# Given task 1:
Which university awarded Ye Zhu's Ph.D., according to the researcher profile?
# Given task 2:
Please write the next part of the researcher profile, picking up after its last line.

# Passage shown:

Researcher

Ye Zhu

Monge Tenure-Track Assistant Professor


Department of Computer Science
Laboratoire d'Informatique, LIX
École Polytechnique, Palaiseau, France
Email: ye[dot]zhu[at]polytechnique[dot]edu

I am a Monge tenure-track assistant professor in the Department of Computer Science, and a Principal Investigator (PI) at the Computer Science Laboratory (Laboratoire d'Informatique, LIX) of École Polytechnique. I am also an ELLIS member. My research lies in Machine Learning and Computer Vision, with a particular focus on dynamic generative models (e.g., diffusion models) and their applications in multimodal settings (e.g., vision, audio, and text) as well as in physics (e.g., astrophysical inversions). In recent years, much of my research has focused on understanding generative dynamics from both trajectory and latent-space perspectives, and on developing novel sampling techniques to enable fine-grained, multimodal, and theoretically principled control.

Before joining l'X in 2025, I spent two years as a postdoctoral researcher at VisualAI lab, Princeton University, working with Prof. Olga Russakovsky. I earned my Ph.D. in Computer Science under the supervision of Prof. Yan Yan at Illinois Tech in Chicago. I also hold M.S. and B.S. degrees from Shanghai Jiao Tong University (SJTU), and received the French engineering diploma through the dual-degree program with SJTU after studying at École Polytechnique.

I was fortunate to receive several awards and recognitions from the community, such as the ACM Women Scholarship the MIT EECS Rising Stars Award in 2024.

[Google Scholar]     [Twitter]     [GitHub]     [CV]

📢 Postdoc Hiring: I am looking for a motivated postdoc candidate in Visual Generative Models or AI4Physics to jointly apply for a postdoctoral fellowship. Please reach out to me by the end of May (ideally as soon as possible) if you are interested!

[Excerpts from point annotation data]

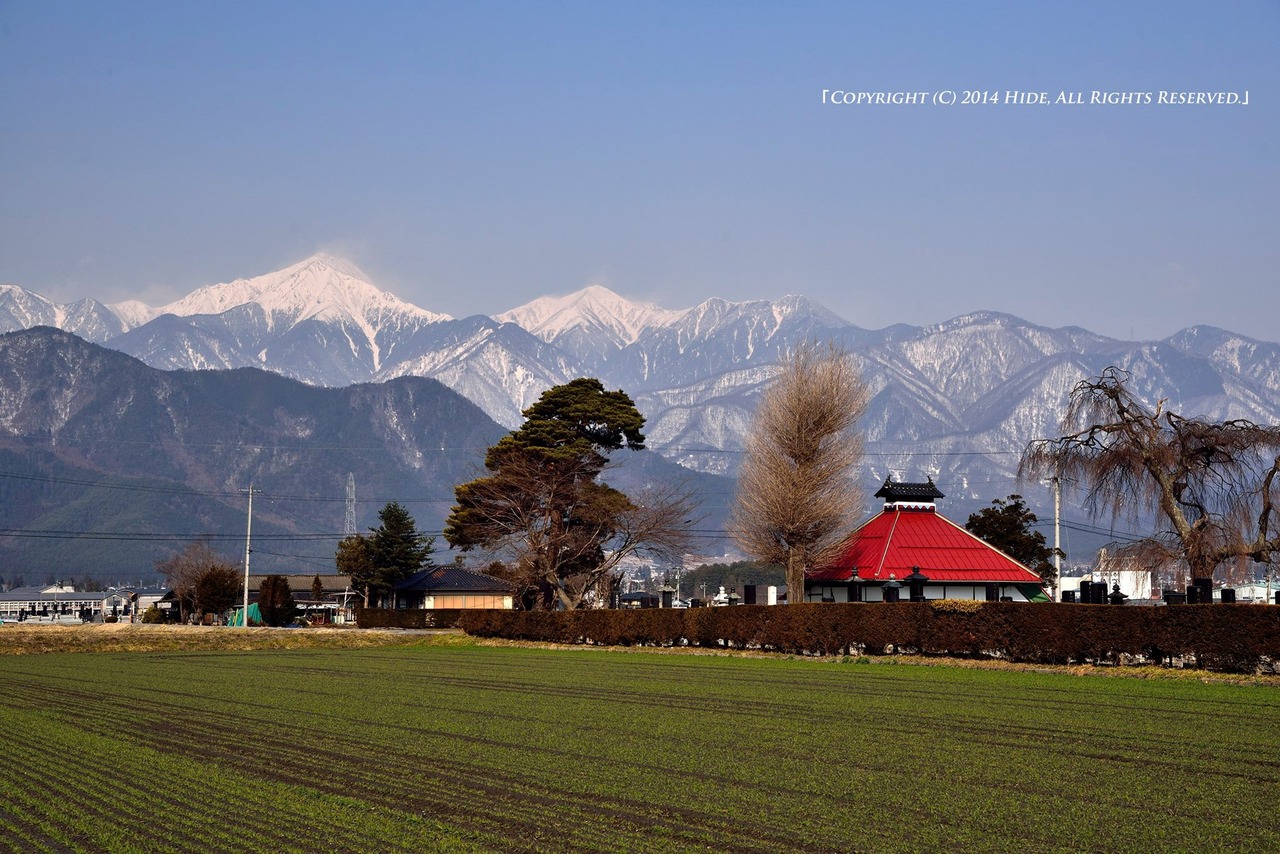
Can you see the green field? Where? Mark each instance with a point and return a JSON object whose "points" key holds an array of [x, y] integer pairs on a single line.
{"points": [[476, 748]]}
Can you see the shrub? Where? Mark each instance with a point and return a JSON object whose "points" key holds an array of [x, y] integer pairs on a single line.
{"points": [[1226, 638]]}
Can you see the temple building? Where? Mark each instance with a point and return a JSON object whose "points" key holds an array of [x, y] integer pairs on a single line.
{"points": [[910, 551]]}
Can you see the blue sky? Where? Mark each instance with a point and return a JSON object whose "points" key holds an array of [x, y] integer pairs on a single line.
{"points": [[471, 156]]}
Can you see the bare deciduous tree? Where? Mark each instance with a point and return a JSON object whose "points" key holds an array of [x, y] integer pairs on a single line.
{"points": [[796, 499], [202, 580], [1212, 482]]}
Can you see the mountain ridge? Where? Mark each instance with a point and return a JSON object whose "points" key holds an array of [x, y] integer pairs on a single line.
{"points": [[951, 400]]}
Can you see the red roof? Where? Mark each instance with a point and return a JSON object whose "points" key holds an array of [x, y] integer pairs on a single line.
{"points": [[901, 538]]}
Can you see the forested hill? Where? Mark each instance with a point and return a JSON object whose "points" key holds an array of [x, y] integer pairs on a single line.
{"points": [[106, 464]]}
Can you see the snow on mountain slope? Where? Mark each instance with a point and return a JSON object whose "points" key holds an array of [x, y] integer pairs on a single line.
{"points": [[498, 366], [592, 323], [321, 287], [133, 313], [90, 319]]}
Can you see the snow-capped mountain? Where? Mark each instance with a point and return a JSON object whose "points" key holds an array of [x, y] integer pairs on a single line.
{"points": [[956, 400], [319, 320], [90, 319], [590, 324]]}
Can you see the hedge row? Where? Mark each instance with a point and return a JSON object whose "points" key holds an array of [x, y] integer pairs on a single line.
{"points": [[408, 617], [1237, 638]]}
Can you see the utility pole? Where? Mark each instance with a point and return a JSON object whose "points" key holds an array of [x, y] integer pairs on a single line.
{"points": [[248, 534], [1057, 539], [348, 526]]}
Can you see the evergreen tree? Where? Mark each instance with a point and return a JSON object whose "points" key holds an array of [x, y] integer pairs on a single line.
{"points": [[1008, 525], [397, 548], [275, 601], [543, 505]]}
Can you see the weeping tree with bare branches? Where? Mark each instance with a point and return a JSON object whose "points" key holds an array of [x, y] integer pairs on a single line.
{"points": [[796, 499], [1211, 482], [543, 507]]}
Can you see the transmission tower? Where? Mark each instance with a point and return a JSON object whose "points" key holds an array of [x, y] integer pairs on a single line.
{"points": [[350, 524]]}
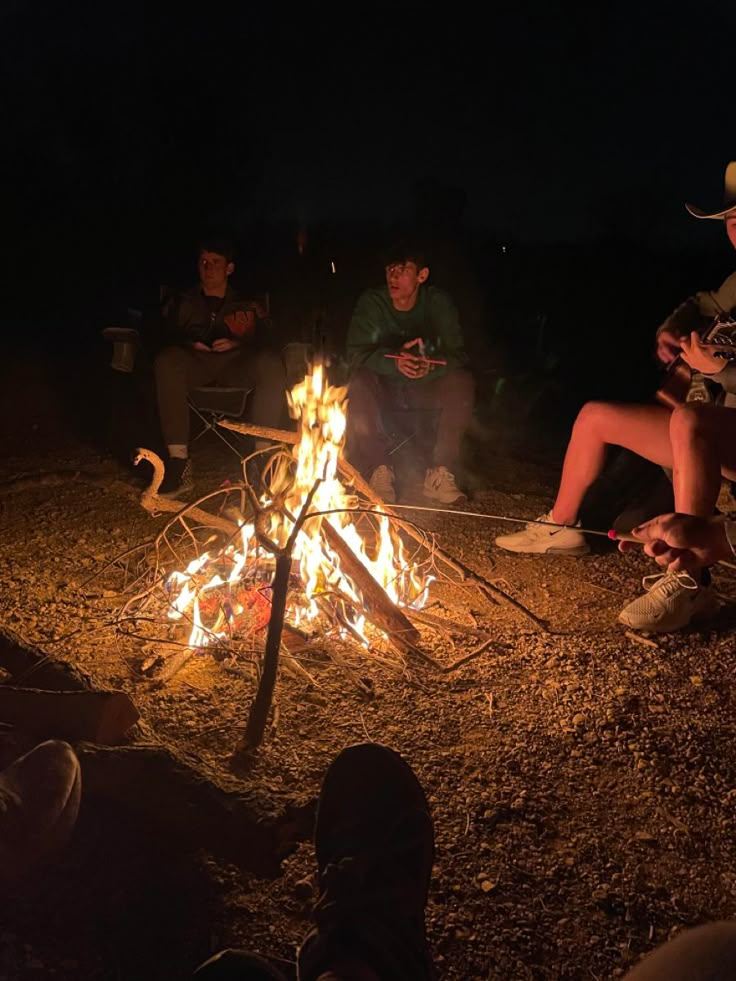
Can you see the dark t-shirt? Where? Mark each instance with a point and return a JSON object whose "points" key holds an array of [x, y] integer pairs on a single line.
{"points": [[191, 316]]}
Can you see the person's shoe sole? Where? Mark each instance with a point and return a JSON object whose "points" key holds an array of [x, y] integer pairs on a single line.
{"points": [[706, 612]]}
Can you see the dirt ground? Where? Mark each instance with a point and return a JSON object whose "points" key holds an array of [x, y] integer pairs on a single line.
{"points": [[582, 778]]}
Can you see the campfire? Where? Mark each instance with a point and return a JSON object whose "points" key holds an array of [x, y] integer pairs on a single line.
{"points": [[317, 561], [338, 548]]}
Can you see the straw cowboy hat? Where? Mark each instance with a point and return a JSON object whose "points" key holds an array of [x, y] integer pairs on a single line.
{"points": [[729, 197]]}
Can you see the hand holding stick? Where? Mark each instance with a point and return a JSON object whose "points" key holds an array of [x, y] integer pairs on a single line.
{"points": [[681, 542]]}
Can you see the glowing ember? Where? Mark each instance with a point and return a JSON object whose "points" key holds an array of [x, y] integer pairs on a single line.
{"points": [[229, 589]]}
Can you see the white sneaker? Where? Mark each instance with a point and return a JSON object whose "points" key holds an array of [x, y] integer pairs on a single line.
{"points": [[539, 539], [382, 484], [671, 601], [440, 486]]}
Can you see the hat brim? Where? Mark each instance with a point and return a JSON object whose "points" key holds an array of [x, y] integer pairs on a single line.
{"points": [[700, 213]]}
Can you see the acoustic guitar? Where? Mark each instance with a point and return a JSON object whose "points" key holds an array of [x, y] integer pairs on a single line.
{"points": [[681, 383]]}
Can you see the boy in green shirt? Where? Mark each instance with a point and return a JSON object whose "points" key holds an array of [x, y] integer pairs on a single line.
{"points": [[406, 351]]}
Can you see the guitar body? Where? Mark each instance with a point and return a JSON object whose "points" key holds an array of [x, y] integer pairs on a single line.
{"points": [[675, 388]]}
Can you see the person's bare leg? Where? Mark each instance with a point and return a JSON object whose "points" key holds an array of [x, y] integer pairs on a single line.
{"points": [[703, 440], [643, 429]]}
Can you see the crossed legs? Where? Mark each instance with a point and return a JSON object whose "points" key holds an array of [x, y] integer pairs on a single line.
{"points": [[696, 441]]}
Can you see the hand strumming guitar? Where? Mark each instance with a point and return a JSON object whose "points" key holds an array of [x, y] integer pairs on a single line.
{"points": [[708, 359], [668, 346], [413, 365]]}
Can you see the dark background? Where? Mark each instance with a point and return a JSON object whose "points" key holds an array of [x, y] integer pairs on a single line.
{"points": [[546, 155]]}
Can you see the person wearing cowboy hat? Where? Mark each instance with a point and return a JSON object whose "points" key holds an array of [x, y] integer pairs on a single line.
{"points": [[694, 440], [709, 303]]}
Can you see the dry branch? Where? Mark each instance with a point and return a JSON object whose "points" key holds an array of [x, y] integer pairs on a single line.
{"points": [[98, 716]]}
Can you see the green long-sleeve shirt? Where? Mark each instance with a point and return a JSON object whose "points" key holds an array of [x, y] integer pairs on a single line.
{"points": [[377, 328]]}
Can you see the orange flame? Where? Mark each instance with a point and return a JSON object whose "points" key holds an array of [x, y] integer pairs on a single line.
{"points": [[320, 409]]}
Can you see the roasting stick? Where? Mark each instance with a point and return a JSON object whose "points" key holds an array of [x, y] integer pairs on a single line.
{"points": [[612, 534]]}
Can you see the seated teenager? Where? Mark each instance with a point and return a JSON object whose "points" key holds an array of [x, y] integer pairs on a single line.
{"points": [[695, 440], [213, 337], [406, 350]]}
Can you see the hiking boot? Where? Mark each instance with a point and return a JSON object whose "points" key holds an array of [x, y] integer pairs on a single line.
{"points": [[540, 539], [672, 600], [39, 803], [382, 484], [177, 479], [440, 486], [374, 844]]}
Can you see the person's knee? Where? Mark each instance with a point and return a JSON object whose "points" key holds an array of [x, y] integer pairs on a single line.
{"points": [[459, 386], [594, 417], [362, 381], [689, 421], [170, 360]]}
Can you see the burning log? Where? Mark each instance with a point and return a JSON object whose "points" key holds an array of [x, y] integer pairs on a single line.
{"points": [[264, 696], [355, 479], [380, 610]]}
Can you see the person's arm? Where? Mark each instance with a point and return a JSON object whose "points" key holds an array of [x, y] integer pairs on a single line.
{"points": [[370, 337], [693, 315]]}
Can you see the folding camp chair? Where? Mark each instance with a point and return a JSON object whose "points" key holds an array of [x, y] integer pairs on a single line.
{"points": [[213, 403]]}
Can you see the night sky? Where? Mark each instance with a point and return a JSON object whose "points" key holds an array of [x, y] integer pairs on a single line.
{"points": [[121, 125]]}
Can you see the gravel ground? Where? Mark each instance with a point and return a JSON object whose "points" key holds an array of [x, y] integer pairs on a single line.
{"points": [[582, 779]]}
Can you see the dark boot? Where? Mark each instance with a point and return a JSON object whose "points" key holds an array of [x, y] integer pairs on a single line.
{"points": [[374, 843], [39, 803]]}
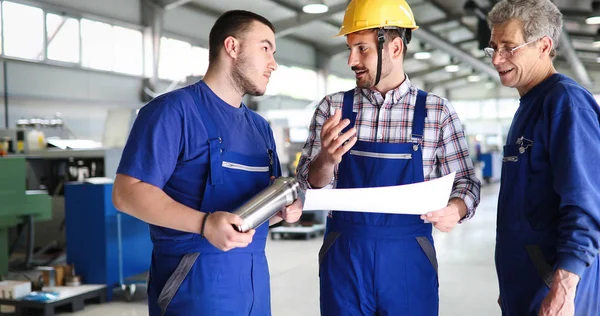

# Exercise answer 1:
Illinois Tech in Chicago.

# Exercise answer 2:
📬 For students and external collaborators with questions about my availability, please see the Contact.

News

05/2026: Two papers on Geometry-Aware Text-to-Image Generation accepted to ICML 2026.

04/2026: Received the Hi!Paris Starting Career Chair as the leading-PI.

01/2026: We are organizing the 3rd CV4Science workshop at CVPR 2026, join us in June!

12/2025: I gave several seminar talks on the topic of Dynamic and Structural Sampling for Interpretable Control in Multimodal Generation at LIX. [Talk Slides]

09/2025: Our works Dynamic diffusion Schrödinger bridge for astrophysical inversions and BNMusic for noise acoustic masking via personalized music generation accepted to NeurIPS 2025.

09/2025: I joined École Polytechnique as a Monge tenure-track assistant professor in Computer Science.

07/2025: Our work NoiseQuery for enhanced goal driven image generation accepted to ICCV 2025 as a Highlight paper.

02/2025: Our work D3 for scaling up deepfake detection accepted to CVPR 2025.

01/2025: Our work on exploring magnetific field in the interstellar medium via diffusion generative models accepted to The Astrophysical Journal (ApJ).

Selected Publications

* for equal contributions. A complete list can be found from Google Scholar.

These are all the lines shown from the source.